● Objective
Take all the material and copy it exactly.

● Records to use
···

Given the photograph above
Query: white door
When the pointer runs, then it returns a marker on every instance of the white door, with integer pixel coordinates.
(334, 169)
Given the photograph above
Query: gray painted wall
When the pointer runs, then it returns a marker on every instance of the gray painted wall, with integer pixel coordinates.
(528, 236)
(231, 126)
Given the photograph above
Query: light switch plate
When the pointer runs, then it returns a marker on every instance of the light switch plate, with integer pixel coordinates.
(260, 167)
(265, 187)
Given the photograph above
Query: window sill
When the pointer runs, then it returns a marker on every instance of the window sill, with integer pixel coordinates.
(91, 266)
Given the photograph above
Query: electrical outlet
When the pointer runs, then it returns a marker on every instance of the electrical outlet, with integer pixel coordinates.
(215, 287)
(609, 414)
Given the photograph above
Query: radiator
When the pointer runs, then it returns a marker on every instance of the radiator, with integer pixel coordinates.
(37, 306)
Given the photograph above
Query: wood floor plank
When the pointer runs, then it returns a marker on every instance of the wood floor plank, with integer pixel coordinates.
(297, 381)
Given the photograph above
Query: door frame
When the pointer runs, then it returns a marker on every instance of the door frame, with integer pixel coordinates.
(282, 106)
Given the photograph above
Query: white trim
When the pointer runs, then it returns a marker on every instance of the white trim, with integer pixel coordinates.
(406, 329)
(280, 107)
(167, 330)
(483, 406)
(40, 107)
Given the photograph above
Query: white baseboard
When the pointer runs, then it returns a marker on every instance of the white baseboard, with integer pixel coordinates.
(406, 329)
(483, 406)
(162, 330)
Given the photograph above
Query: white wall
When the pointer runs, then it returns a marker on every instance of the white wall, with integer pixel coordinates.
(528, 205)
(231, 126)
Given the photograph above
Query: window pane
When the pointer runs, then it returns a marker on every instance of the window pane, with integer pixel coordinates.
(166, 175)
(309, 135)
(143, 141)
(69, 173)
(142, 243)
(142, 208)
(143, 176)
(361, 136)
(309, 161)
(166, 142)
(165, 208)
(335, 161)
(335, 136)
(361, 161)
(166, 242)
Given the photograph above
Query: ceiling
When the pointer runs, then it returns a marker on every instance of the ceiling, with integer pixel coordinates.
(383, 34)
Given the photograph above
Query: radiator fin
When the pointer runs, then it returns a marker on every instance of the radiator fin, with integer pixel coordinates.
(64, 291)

···

● Solution
Given the photograph above
Query: white door
When the pointer runs, then it returns a marker on every instance of the white door, with integer pixel coordinates.
(334, 169)
Given the photograph above
Query: gray painted wall
When the pointer runs, then it returns a marker on every instance of the gray painted wall, with integer pixel coordinates.
(528, 236)
(231, 126)
Given the photograph above
Query: light switch plate
When the pointer runs, then it returns a marker on every instance of the light switch plate, with integer pixel coordinates.
(260, 167)
(265, 187)
Given the photograph above
Query: window sill
When the pointer runs, then it returns a marker on every instance of the window sill, with integer pixel coordinates.
(91, 266)
Given the photograph above
Query: electrical outlet
When the pointer runs, then it returns a marker on every instance of the electrical outlet, with integer pixel coordinates.
(215, 287)
(609, 414)
Given the photograph above
Query: radiator
When the pointer runs, then it returns a marker on every instance of the radiator, with integer pixel coordinates.
(37, 306)
Given the photograph above
Query: wood floor plank
When the pointer runs, then it returns a marker on every instance of the wood floor plank, with integer pixel coordinates.
(297, 381)
Given the photograph above
Query: door frame
When the pointer runs, then it returns a marker on every instance of the door frame, with integer pixel coordinates.
(282, 106)
Given the photograph above
Query: white trim
When the pointer runs, then it returns a marker on every instance of the white trim, with integer pixel coordinates.
(406, 329)
(280, 107)
(167, 330)
(483, 406)
(40, 107)
Given the photograph above
Query: white baseboard
When the pointer runs, then it returns a marker on every instance of the white baseboard, with integer pixel coordinates.
(406, 329)
(483, 406)
(162, 330)
Given the photograph above
Query: white wall
When the pointer runs, then it returns a marker on every instance of the white wall, with integer pixel coordinates.
(528, 205)
(231, 126)
Given the photograph above
Query: window pane
When the pointer runs, then it returns a marker on every instance of the window pane, with integer pixel coordinates.
(166, 175)
(309, 135)
(143, 141)
(69, 173)
(142, 243)
(142, 208)
(143, 176)
(361, 136)
(309, 161)
(166, 142)
(165, 208)
(335, 161)
(335, 136)
(361, 161)
(166, 242)
Given the photograph above
Query: ceiling
When the pointer runs, then it returns a marker on every instance of the ceiling, with integer pixel coordinates.
(383, 34)
Given the photograph above
Query: radiator fin
When the pointer runs, then it returns a marker on every instance of the radiator fin, with integer pixel coordinates.
(64, 291)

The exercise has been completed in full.